Position identification records
++++++++

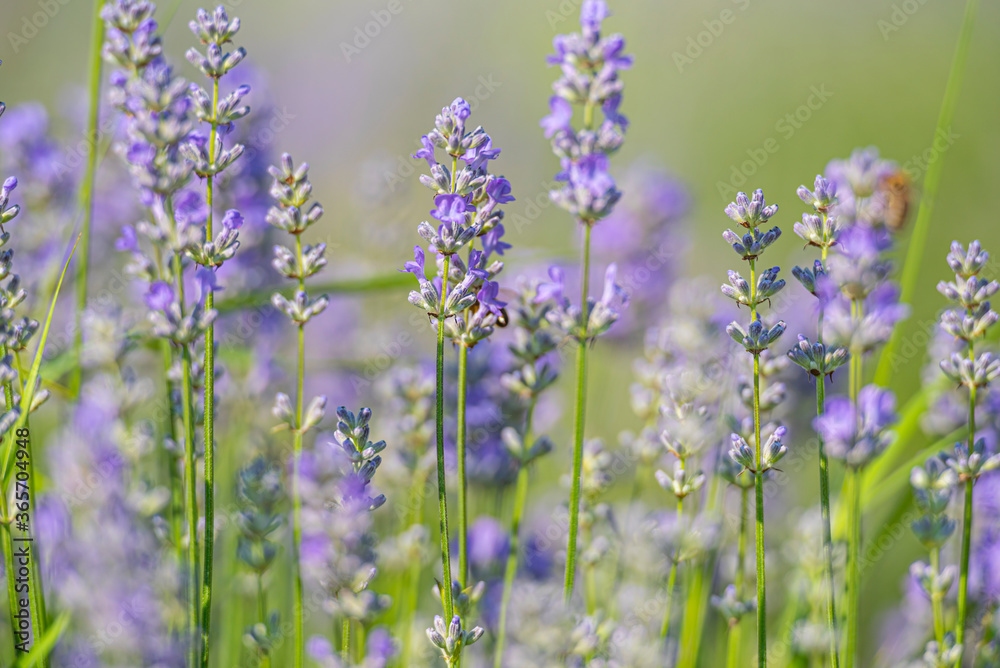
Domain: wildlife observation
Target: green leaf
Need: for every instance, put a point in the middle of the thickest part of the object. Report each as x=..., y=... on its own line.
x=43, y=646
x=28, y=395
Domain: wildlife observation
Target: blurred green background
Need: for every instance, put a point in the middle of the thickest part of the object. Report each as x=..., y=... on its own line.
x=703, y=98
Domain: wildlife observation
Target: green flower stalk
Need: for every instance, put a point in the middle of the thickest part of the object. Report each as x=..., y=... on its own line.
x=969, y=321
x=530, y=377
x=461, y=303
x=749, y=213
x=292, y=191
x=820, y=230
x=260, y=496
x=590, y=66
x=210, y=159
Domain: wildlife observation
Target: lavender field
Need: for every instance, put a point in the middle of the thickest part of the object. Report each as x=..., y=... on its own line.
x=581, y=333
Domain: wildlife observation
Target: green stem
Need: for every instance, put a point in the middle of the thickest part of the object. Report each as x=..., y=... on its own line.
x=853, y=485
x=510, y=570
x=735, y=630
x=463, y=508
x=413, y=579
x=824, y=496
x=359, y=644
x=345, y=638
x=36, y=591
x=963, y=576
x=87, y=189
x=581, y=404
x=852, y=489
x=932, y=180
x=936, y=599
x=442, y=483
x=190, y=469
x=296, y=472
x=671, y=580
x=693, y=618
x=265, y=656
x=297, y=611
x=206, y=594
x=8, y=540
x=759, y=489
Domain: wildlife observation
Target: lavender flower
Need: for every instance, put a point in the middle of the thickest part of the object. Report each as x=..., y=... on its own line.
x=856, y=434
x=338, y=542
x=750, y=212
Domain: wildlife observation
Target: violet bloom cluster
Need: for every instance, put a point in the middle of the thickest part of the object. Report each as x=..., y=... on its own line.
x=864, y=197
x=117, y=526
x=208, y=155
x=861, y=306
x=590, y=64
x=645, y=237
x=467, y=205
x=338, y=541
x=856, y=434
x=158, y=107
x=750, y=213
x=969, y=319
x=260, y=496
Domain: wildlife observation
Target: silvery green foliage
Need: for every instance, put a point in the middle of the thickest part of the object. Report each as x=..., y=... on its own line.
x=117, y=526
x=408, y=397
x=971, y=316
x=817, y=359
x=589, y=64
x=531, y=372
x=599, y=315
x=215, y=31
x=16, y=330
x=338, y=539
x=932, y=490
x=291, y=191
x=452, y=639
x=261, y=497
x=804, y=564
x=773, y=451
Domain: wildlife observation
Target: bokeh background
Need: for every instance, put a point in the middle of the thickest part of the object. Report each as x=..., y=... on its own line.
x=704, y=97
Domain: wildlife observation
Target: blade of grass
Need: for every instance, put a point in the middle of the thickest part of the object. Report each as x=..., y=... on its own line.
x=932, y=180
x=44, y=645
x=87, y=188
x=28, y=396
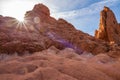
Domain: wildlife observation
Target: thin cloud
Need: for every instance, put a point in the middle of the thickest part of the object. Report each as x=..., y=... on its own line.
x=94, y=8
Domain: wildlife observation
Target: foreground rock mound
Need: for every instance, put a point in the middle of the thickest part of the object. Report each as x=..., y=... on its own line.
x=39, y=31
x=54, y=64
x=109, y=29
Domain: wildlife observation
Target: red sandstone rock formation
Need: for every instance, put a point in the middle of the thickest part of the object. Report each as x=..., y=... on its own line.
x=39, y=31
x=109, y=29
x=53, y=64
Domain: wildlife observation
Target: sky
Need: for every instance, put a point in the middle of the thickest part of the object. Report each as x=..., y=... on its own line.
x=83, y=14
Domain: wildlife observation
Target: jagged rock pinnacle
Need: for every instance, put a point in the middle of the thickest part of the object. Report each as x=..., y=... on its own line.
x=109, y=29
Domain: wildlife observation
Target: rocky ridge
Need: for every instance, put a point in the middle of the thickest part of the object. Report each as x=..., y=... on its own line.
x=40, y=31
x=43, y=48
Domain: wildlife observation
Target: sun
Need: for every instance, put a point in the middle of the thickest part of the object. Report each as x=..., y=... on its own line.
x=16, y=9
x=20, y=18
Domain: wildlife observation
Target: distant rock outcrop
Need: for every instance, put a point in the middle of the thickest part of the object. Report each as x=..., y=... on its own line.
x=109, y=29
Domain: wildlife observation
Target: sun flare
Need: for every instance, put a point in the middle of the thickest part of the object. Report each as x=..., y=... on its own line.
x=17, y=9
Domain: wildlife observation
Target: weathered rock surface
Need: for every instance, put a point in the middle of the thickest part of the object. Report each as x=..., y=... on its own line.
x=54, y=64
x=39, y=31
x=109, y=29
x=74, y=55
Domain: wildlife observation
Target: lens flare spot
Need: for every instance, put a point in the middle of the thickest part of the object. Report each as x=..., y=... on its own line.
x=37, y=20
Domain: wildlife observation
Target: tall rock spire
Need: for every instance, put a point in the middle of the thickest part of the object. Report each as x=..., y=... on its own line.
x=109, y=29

++++++++

WHAT THE TASK ASKS: Return all of the entries exactly as written, but drop any pictures they hold.

SOLUTION TO THE PROBLEM:
Domain: wildlife observation
Target: green leaf
Need: for every instance, put a point in the middle of the thickest part of the object. Report each as x=..., y=... on its own line.
x=43, y=646
x=28, y=395
Domain: wildlife observation
Target: blurred green background
Need: for every instance, put a point in the middle of the thickest part of the object. Report each as x=..., y=... on its own line.
x=703, y=98
Domain: wildlife observation
Target: green flower stalk
Need: for every instance, put a point in the middle of the thickest part of the object. Report each as x=..., y=... on its own line.
x=969, y=321
x=530, y=377
x=461, y=303
x=749, y=213
x=292, y=191
x=820, y=230
x=260, y=496
x=590, y=66
x=210, y=159
Domain: wildlife observation
Target: lavender field
Need: for every instance, put a point in the middle of the thickest part of the object. Report each as x=..., y=... on its own line.
x=581, y=333
Domain: wildlife observation
Target: green stem
Need: for every instance, put a point in the middle of the thickest part of the object. Report each as x=..., y=... on its own line.
x=853, y=485
x=510, y=570
x=735, y=630
x=463, y=508
x=413, y=579
x=824, y=496
x=359, y=644
x=345, y=638
x=36, y=591
x=963, y=576
x=87, y=189
x=581, y=404
x=852, y=489
x=932, y=180
x=936, y=599
x=442, y=483
x=190, y=469
x=296, y=472
x=671, y=580
x=693, y=618
x=265, y=656
x=297, y=611
x=206, y=594
x=8, y=540
x=759, y=489
Domain: wildlife observation
Target: lavender flower
Need: for every instance, put a point in the middle of the thickest part of the object. Report each as x=..., y=... on its own line.
x=856, y=434
x=338, y=542
x=750, y=212
Domain: wildlife observation
Target: violet bloom cluster
Need: for every instance, put a point in the middle of the thickest part of the object. Report each as x=..., y=... on its own line.
x=864, y=197
x=117, y=526
x=208, y=155
x=861, y=306
x=590, y=64
x=645, y=237
x=467, y=205
x=338, y=541
x=856, y=434
x=158, y=107
x=750, y=213
x=969, y=319
x=260, y=496
Domain: wildlife observation
Target: silvery green foliage
Need: for every instance, put a point in the middle of the thickest part of the object. Report each as x=..., y=... on its own line.
x=117, y=526
x=408, y=397
x=971, y=316
x=817, y=359
x=589, y=64
x=531, y=372
x=599, y=315
x=215, y=31
x=16, y=330
x=338, y=539
x=932, y=490
x=291, y=191
x=452, y=639
x=261, y=497
x=804, y=564
x=773, y=451
Domain: wildlife observation
Target: bokeh background
Need: for every instance, put a point in the middle of the thickest part of the object. Report each as x=..., y=... on its own line.
x=704, y=97
Domain: wildlife observation
Target: blade of grass
Need: for every instance, put a point in the middle of the thickest part of the object. Report each as x=..., y=... on its own line.
x=932, y=180
x=44, y=645
x=87, y=188
x=28, y=396
Domain: wildlife observation
Target: thin cloud
Need: for every instance, put a point in the middle of the thickest part of the object. Report each as x=..., y=... on its own line.
x=94, y=8
Domain: wildlife observation
Target: foreground rock mound
Need: for every instance, put a point in the middle of the thickest part of the object. Report each as x=..., y=... on its own line.
x=39, y=31
x=54, y=64
x=109, y=29
Domain: wildlife observation
Target: red sandstone rock formation
Need: for every instance, put a point in the middle of the thickest part of the object. Report each as x=..., y=... on its own line.
x=39, y=31
x=109, y=29
x=53, y=64
Domain: wildlife observation
Target: sky
Need: for every instance, put a point in the middle of the thickest part of the object. Report each as x=..., y=... on its own line.
x=83, y=14
Domain: wildlife observation
Target: jagged rock pinnacle
Need: for every instance, put a point in the middle of the thickest part of the object. Report each as x=..., y=... on its own line.
x=109, y=29
Domain: wildlife observation
Target: rocky ridge
Need: for every instance, put a point in the middle of the thickest part of the object. Report each as x=..., y=... on its own line.
x=40, y=31
x=43, y=48
Domain: wildlife observation
Target: sun
Need: for every instance, put a point in the middle of the thickest part of the object. Report each as x=..., y=... on its own line.
x=16, y=9
x=20, y=18
Domain: wildlife observation
Target: distant rock outcrop
Need: for every instance, put a point in the middle of the thickest part of the object. Report each as x=..., y=... on its own line.
x=109, y=29
Domain: wildlife observation
Target: sun flare
Need: for every instance, put a point in the middle of the thickest part of the object. Report each as x=..., y=... on its own line.
x=17, y=9
Domain: wildlife observation
Target: weathered rock surface
Need: for every instance, put a point in the middle of the thickest part of the object. Report each as x=..., y=... on its own line.
x=54, y=64
x=39, y=31
x=109, y=29
x=74, y=55
Domain: wildlife observation
Target: lens flare spot
Need: for every instance, put a point in the middle of the thickest part of the object. Report each as x=..., y=... on its own line.
x=37, y=20
Domain: wildlife observation
Target: tall rock spire
Need: for every instance, put a point in the middle of the thickest part of the object. Report each as x=..., y=... on its own line.
x=109, y=29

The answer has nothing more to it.